When the petitioner was arrested on the charge for which he is now serving his sentence, one James McMonegle was also arrested as McGinn's accomplice and both were indicted together. McMonegle pleaded nolo contendere.

The answer says: "It is perfectly evident from these facts that the relator's knowledge of court procedure was not new in 1931. It is also clear from the evidence in this case that these two defendants, McMonegle and McGlinn, about 1:30 of the morning of November 7, 1931, held up the operator of a one-man trolley at Richmond and Cumberland Streets, the end of the trolley line, boarding the trolley as though they were passengers. McMonegle had a gun. They immediately told the operator to 'stick 'em up'. They robbed him of $18 and 45 tokens. There was a passenger in the car, Anthony Hildebrand, who identified the defendants as being the ones who held up the operator. They were arrested two or three blocks from the holdup. A loaded 32 calibre revolver was found on McMonegle who had part of the money, $12.20, and the balance of the money, $5.60, was found upon McGlinn, a total of $17.80, and some of the tokens. The relator in his testimony stated that he was stopped and searched for five minutes before McMonegle was arrested, but this was denied in rebuttal by the officer who made the arrest."

*EXTRACTED RECORDS*
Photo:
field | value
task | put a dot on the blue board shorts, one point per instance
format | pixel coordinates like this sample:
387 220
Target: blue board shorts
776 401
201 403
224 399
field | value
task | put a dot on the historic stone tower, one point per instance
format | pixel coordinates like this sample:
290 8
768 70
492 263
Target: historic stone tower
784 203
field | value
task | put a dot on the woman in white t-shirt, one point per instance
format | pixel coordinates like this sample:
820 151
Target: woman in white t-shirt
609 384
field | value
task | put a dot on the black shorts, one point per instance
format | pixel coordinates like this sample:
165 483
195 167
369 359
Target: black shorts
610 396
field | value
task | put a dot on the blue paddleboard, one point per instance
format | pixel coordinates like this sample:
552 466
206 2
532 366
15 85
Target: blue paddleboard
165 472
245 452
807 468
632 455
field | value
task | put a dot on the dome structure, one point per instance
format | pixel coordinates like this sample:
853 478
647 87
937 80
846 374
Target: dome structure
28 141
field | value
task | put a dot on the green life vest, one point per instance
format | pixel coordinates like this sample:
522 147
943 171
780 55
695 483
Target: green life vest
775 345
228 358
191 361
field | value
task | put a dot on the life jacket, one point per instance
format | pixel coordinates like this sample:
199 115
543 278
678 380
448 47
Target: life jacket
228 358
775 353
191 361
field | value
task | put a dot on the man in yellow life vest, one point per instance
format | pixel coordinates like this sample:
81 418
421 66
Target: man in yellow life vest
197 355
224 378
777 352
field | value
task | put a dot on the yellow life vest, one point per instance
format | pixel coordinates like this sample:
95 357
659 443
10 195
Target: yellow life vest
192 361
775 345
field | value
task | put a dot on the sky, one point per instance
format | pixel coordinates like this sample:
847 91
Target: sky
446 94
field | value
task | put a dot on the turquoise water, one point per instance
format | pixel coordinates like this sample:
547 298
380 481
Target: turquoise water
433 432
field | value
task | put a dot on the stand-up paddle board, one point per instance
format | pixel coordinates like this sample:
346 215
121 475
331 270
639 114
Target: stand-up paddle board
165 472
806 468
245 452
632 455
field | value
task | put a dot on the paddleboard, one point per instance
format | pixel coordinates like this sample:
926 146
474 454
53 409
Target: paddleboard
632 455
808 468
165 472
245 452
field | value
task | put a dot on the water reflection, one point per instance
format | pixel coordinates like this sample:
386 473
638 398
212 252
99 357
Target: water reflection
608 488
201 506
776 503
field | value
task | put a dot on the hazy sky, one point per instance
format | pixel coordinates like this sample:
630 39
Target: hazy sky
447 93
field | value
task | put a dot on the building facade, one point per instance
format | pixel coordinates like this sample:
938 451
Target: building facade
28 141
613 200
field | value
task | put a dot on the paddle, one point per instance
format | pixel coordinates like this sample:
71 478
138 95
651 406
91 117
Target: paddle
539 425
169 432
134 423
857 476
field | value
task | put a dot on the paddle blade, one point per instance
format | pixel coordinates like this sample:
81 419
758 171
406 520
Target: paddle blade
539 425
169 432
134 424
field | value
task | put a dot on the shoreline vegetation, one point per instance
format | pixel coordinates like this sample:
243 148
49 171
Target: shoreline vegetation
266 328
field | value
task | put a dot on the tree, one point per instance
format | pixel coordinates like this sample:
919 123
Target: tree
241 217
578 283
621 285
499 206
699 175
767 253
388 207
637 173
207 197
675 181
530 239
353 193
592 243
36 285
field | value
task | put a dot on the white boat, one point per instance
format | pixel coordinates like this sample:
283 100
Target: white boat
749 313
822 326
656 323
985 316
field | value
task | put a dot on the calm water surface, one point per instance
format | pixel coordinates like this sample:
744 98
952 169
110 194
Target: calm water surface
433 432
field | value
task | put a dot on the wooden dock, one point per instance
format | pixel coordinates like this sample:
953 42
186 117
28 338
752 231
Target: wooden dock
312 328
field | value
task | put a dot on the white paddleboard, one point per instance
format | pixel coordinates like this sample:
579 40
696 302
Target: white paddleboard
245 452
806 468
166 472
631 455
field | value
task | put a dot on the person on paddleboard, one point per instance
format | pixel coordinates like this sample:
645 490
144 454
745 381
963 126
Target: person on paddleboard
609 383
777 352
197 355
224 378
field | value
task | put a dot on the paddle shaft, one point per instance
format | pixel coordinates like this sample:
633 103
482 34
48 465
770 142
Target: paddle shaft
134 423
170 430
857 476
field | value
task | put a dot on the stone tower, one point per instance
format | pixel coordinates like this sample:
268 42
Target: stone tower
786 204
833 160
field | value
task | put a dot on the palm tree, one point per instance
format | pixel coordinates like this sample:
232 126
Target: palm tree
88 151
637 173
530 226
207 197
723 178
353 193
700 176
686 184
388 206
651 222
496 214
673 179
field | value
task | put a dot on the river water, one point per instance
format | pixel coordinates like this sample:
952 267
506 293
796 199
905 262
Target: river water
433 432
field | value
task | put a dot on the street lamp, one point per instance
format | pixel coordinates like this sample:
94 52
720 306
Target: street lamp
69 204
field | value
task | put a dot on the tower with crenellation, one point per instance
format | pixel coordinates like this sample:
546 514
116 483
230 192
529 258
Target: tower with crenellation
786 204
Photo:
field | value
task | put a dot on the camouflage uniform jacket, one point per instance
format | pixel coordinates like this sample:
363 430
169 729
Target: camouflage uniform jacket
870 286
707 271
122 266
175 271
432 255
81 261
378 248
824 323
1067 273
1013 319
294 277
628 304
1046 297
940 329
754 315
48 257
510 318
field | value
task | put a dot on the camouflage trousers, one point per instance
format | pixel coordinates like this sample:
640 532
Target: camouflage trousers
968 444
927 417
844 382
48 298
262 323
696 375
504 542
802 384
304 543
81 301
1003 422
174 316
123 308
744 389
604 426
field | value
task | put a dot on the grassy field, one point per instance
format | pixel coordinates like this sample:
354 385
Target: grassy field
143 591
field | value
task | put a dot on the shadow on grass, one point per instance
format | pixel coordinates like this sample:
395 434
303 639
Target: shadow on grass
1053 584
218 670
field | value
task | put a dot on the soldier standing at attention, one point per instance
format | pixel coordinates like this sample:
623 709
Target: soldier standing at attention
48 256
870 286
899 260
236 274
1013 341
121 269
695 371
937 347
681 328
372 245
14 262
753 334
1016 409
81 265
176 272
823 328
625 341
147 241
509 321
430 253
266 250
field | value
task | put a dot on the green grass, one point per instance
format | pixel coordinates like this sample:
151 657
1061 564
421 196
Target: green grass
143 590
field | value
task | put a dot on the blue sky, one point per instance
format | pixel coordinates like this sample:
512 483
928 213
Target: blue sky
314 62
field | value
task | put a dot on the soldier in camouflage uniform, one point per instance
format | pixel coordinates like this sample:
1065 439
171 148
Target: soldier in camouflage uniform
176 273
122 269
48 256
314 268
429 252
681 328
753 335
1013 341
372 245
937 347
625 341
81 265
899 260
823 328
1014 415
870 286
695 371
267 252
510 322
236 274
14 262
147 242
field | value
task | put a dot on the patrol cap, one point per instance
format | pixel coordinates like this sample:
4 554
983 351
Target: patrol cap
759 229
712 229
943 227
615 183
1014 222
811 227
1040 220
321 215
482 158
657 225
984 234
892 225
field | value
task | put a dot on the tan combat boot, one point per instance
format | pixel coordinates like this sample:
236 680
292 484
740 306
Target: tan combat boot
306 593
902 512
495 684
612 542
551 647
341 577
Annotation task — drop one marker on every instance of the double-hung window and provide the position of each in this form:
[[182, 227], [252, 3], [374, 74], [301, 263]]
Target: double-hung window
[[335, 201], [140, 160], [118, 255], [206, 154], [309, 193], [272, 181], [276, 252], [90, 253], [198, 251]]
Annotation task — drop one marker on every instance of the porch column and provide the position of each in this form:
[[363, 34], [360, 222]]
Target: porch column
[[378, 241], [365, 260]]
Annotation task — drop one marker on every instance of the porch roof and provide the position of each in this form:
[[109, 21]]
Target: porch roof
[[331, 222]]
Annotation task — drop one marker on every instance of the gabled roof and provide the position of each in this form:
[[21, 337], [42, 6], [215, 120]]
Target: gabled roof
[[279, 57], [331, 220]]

*REQUIRED WORK*
**1.** Using the court excerpt about the trolley holdup, answer:
(a) What plea did McMonegle enter?
(b) At which streets was the trolley held up?
(c) Which passenger identified the defendants?
**2.** Reproduce the court excerpt about the trolley holdup from "When the petitioner" up to and including "pleaded nolo contendere.".

*RESPONSES PER TASK*
**1.**
(a) Nolo contendere.
(b) Richmond and Cumberland Streets.
(c) Anthony Hildebrand.

**2.**
When the petitioner was arrested on the charge for which he is now serving his sentence, one James McMonegle was also arrested as McGinn's accomplice and both were indicted together. McMonegle pleaded nolo contendere.